_Written exercise_: Transcribe the records that follow exactly. Skip the pictures.

_Provided data_:
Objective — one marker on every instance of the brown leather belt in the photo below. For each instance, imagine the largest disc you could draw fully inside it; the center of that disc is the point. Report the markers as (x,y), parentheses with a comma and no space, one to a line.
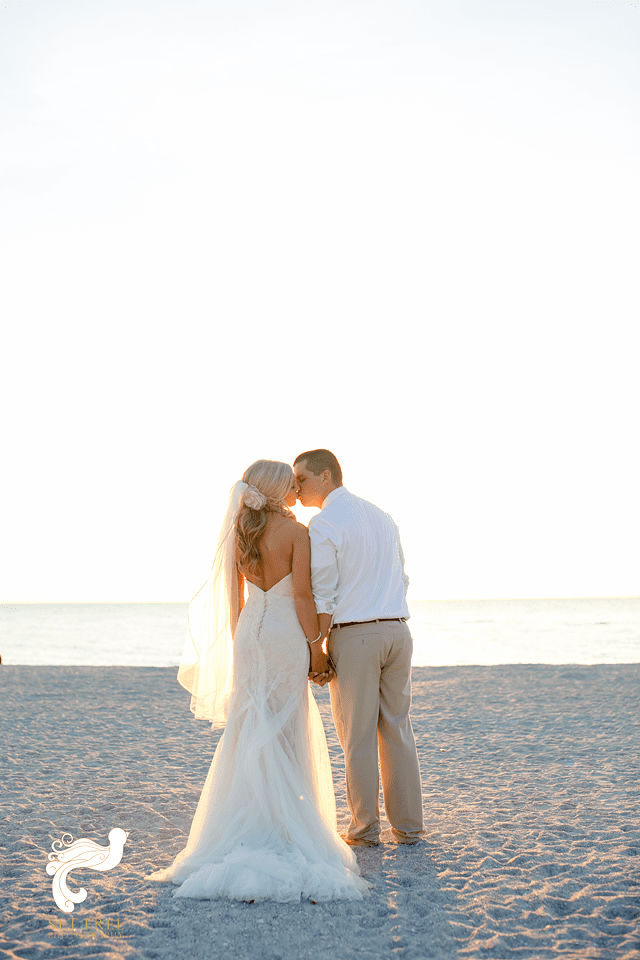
(362,623)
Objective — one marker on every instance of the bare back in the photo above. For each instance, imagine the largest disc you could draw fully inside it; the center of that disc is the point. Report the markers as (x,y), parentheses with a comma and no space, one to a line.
(276,552)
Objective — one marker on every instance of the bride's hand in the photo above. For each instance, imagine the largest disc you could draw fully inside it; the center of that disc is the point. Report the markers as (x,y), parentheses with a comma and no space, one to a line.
(320,668)
(321,678)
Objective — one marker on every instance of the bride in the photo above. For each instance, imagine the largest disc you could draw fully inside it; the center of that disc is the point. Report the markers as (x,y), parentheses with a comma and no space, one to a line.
(265,825)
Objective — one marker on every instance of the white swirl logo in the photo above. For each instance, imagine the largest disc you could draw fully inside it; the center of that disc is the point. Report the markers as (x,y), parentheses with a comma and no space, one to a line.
(70,854)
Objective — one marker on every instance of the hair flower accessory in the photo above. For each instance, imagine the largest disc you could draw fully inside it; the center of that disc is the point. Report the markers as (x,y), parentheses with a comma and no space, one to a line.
(254,498)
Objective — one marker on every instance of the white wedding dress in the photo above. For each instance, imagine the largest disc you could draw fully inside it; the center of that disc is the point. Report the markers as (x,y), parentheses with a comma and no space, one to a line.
(265,825)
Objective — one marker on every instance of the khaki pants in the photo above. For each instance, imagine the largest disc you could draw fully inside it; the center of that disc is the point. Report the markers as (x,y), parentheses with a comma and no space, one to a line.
(370,698)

_Task solution_:
Objective — one marker on every instance of the brown leather belt in the photo below. For each instance, imagine the largest disc you could draw fully inside it; the center of that disc is the point. Report the markers as (x,y), parentheses with a comma and no space, one to a line.
(362,623)
Objective — one marker on every instance of the bare back in the photo above. For each instance, imagine the largest disc you could draw fully inside it; the center of that disc is the point. Report the markers as (x,y), parentheses with a comma and no space, one to a line.
(276,552)
Objective — one marker on every instance of the bride's hand in the photo above. For each instance, imagine the largest disc you could draw fully inside it; the center of that disc is the point. Report the markers as (x,y), parentheses with a comma and no space, one to a line.
(320,668)
(321,678)
Objective — one marker on every instance of the bride in the photo above. For each instance, imagine the largest disc you could draw fully inside it; the center of that disc is the point. Report the markers as (x,y), parentheses with a comma and no space, one to a line.
(265,825)
Objective — one marker on every instance of the white swirl logo in the photo above. For each instance, imagine the largest disc you could draw fully inside it; the center of that disc is the point. Report the markers as (x,y), parentheses with a comma and no space, one to a line.
(70,854)
Objective — one marker on every instance of the hair flower accessory in the photo above. For each instance, imagine the largest disc you could draw fully inside it; the center of that disc is the point. Report the markers as (x,y), parentheses with a comma and no space, one to a line.
(254,498)
Objective — one marker on every instance of the white wedding dress in the photo above. For each instance, imagine the largest disc you could draw fully inside it; the center of that disc is the point. Report the markers as (x,y), parentheses with a comma and no space, one to a line.
(265,825)
Objective — one marker on every instance of the khaki pants in the photo above. For each instance, imagine the largest disc you could draw fully inside it; the center of that disc is the point. Report the markers as (x,y), parentheses with a comma and no space, one to a line.
(370,698)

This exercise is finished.